__Gegebene Anweisung 1__
Beantworte anhand des Artikels über die Landesgartenschau in Neuenburg diese Fragen:
(a) Für wie viele Tage öffneten sich die Tore der Landesgartenschau?
(b) Welche beiden Straßen muss man auf dem Fußweg vom Stadtpark am Wuhrloch zu den Rheinwiesen unterqueren?
(c) Wie groß sind die beiden Parkteile der Landesgartenschau insgesamt?
__Gegebene Anweisung 2__
Schreibe aus dem Artikel über die Landesgartenschau in Neuenburg den Abschnitt von "Stadt. Land. Fluss." bis einschließlich "in der Sonne." wortgetreu ab.

__Auszug zum Lesen__
-*-*-
Endlich Rheinwärts: Ausflugsziel – Landesgartenschau in Neuenburg Freizeit in der Regio | 29.04.2022 | Erika Weisser

Bunte Blumenwiese: Landesgartenschau in Neuenburg

Nach langer Bauzeit wurde Ende April die 29. Baden-Württembergische Landesgartenschau eröffnet: in Neuenburg, der kleinsten Stadt, die jemals eine solche Präsentation von Grünflächen-, Garten- und Landschaftsgestaltung ausrichtete. Viel Prominenz aus „the Länd“, dem Elsass und der Schweiz war dabei, als die Tore sich öffneten – für 164 Tage. Danach wird das Land zwischen Stadt und Fluss zum Naherholungsgebiet für alle.

Wer zu Fuß von dem westlich von Neuenburg gelegenen Stadtpark am Wuhrloch weiter in Richtung Westen zu den Rheinwiesen geht, muss zwei verkehrsreiche Straßen unterqueren – die Autobahn A5 und die Westtangente. Doch hier unten ist davon nicht viel zu spüren: Die aus der Schweiz stammende Sulzburger Künstlerin Léonie von Roten hat die beiden lange vernachlässigten und bis vor Kurzem ziemlich düsteren und ausgesprochen unwirtlichen Unterführungsröhren in eine farbenfrohe, gut beleuchtete Freskengalerie verwandelt. Seither hat man das Gefühl, durch ein artenreiches Biotop zu spazieren, in eine geheimnisvolle Unterwasserwelt einzutauchen. Urtierchen und andere Wasserbewohner bevölkern die blaugrundigen Wände des ersten Tunnels, Schmetterlinge, Eidechsen und eine beeindruckende Gottesanbeterin beleben das bunt bemalte Beton-Mauerwerk des zweiten.

Gestaltete Unterquerung der A5 der Landesgartenschau in Neuenburg

Durch die neu gestaltete Unterquerung der A5 gelangt man von der Stadt zum naturnah gestalteten Rhein (u.), der symbolisch auch in den blühenden Beeten (o.) der Landesgartenschau in Neuenburg präsent ist.

Stadt. Land. Fluss.

Auch der Weg zwischen den beiden insgesamt 23 Hektar großen Parkteilen der Landesgartenschau wurde neu gestaltet. Hier grünt und blüht es, kleinere Trockenmauern und Bruchsteinportale an den Durchgängen schaffen neue Lebensräume für Insekten und diverse kleine Bodenbewohner. Die ersten Vorboten des künftigen Gewimmels machen sich schon bemerkbar: Hummeln summen in der duftenden Luft, emsige Ameisen kreuzen den Weg, hie und da deutet sich ein Maulwurfshügel an, wärmen sich Eidechsen in der Sonne.
-*-*-
(Annotationsdatensätze für Bildrahmen)
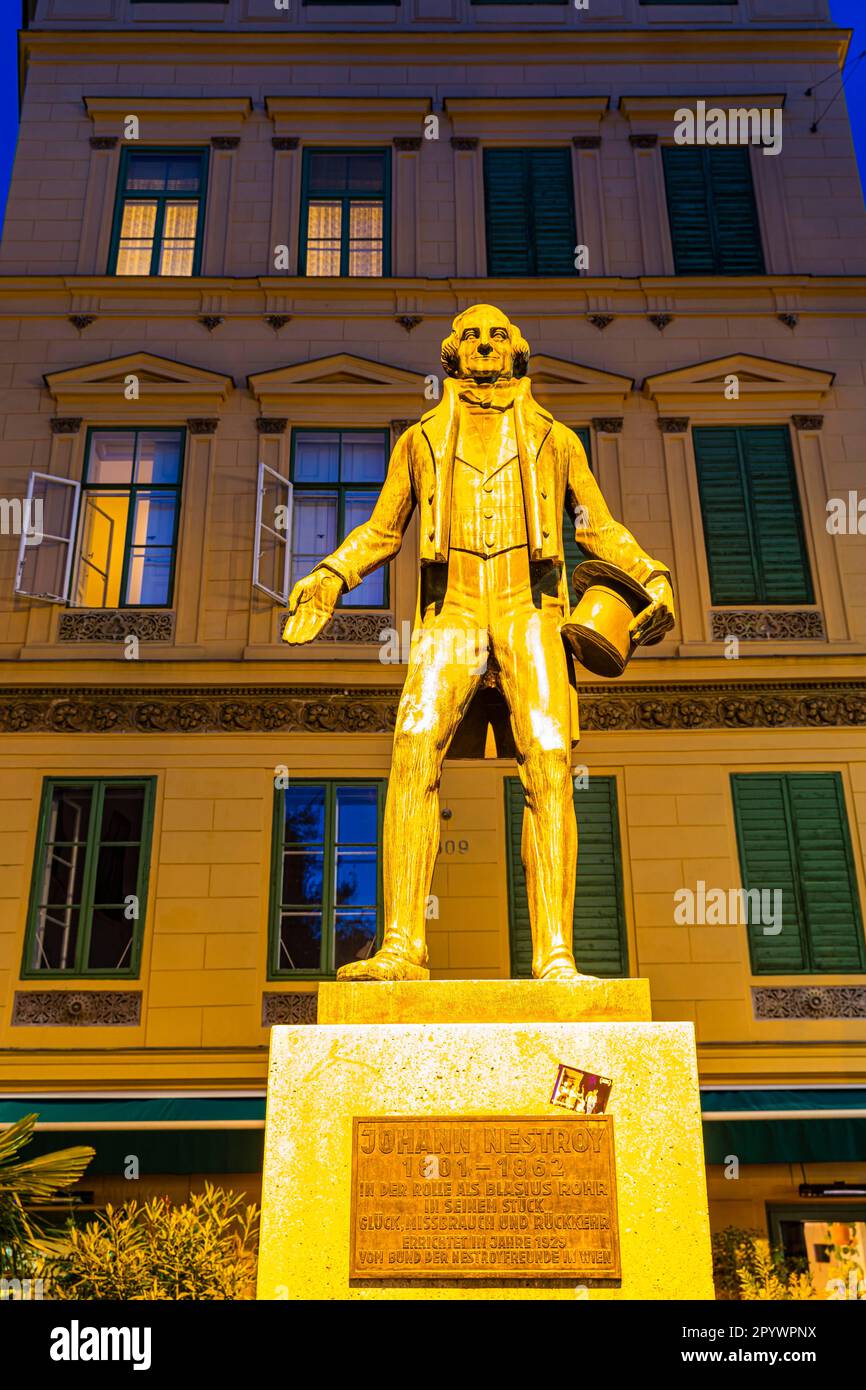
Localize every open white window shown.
[253,463,292,603]
[15,473,81,603]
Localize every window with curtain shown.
[270,780,385,977]
[299,149,391,275]
[22,777,154,976]
[108,149,207,275]
[291,430,388,607]
[70,430,183,607]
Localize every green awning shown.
[0,1091,264,1130]
[0,1091,264,1187]
[701,1086,866,1163]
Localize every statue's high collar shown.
[457,377,517,410]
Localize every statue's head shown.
[442,304,530,385]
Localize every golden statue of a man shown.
[284,304,673,980]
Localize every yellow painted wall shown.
[0,730,866,1084]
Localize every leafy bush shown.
[43,1183,259,1300]
[0,1115,95,1279]
[713,1226,817,1302]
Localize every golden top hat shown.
[562,560,663,677]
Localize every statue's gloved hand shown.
[282,570,343,646]
[628,574,676,646]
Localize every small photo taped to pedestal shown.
[550,1063,613,1115]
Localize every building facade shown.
[0,0,866,1262]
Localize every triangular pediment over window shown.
[44,352,234,420]
[530,353,634,418]
[247,352,431,428]
[642,353,834,416]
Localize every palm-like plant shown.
[0,1115,96,1279]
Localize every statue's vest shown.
[450,406,527,556]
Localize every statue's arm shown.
[316,430,416,589]
[566,430,674,644]
[282,431,416,646]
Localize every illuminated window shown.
[300,150,391,275]
[71,430,183,607]
[22,777,154,976]
[270,778,385,977]
[292,430,388,607]
[108,149,207,275]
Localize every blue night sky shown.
[0,0,866,234]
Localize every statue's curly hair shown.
[442,304,530,377]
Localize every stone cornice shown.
[83,90,253,145]
[443,96,610,140]
[264,95,431,140]
[0,275,866,318]
[21,24,851,71]
[0,680,866,735]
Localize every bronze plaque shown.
[349,1115,621,1280]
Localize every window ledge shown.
[57,609,175,642]
[11,987,142,1029]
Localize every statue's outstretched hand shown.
[282,570,343,646]
[630,574,676,646]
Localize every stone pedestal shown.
[259,980,713,1300]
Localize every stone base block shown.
[259,1006,713,1301]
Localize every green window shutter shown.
[692,425,813,603]
[738,425,813,603]
[484,149,577,275]
[662,145,765,275]
[785,773,866,973]
[528,149,577,275]
[563,425,592,602]
[21,777,156,979]
[705,147,765,275]
[662,145,716,275]
[731,773,865,974]
[692,425,759,603]
[733,773,806,974]
[505,776,628,980]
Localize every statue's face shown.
[457,307,514,384]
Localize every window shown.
[767,1206,866,1301]
[22,777,154,976]
[70,430,183,607]
[299,150,391,275]
[292,430,388,607]
[108,149,207,275]
[662,145,765,275]
[270,781,385,979]
[505,774,628,980]
[15,473,81,603]
[694,425,813,603]
[484,149,577,275]
[253,463,293,603]
[731,773,866,974]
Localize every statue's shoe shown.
[538,960,598,983]
[336,951,430,980]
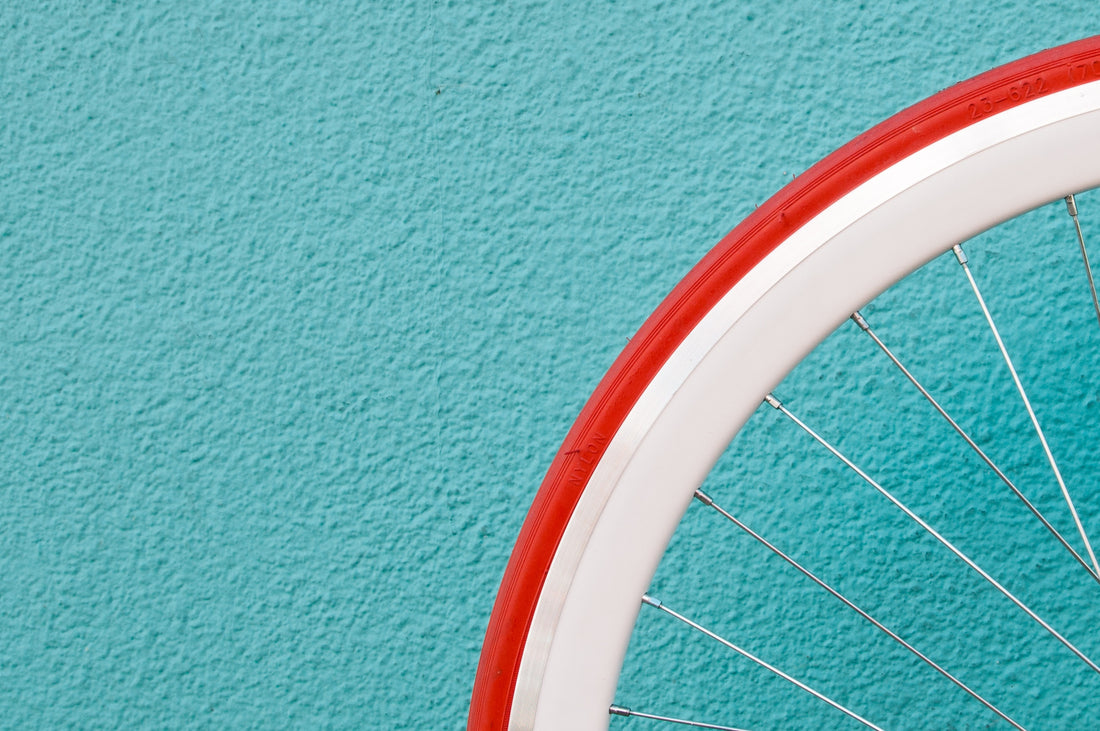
-*-*-
__Vollständige Antwort 1__
(a) 164 Tage.
(b) Die Autobahn A5 und die Westtangente.
(c) 23 Hektar.

__Vollständige Antwort 2__
Stadt. Land. Fluss.

Auch der Weg zwischen den beiden insgesamt 23 Hektar großen Parkteilen der Landesgartenschau wurde neu gestaltet. Hier grünt und blüht es, kleinere Trockenmauern und Bruchsteinportale an den Durchgängen schaffen neue Lebensräume für Insekten und diverse kleine Bodenbewohner. Die ersten Vorboten des künftigen Gewimmels machen sich schon bemerkbar: Hummeln summen in der duftenden Luft, emsige Ameisen kreuzen den Weg, hie und da deutet sich ein Maulwurfshügel an, wärmen sich Eidechsen in der Sonne.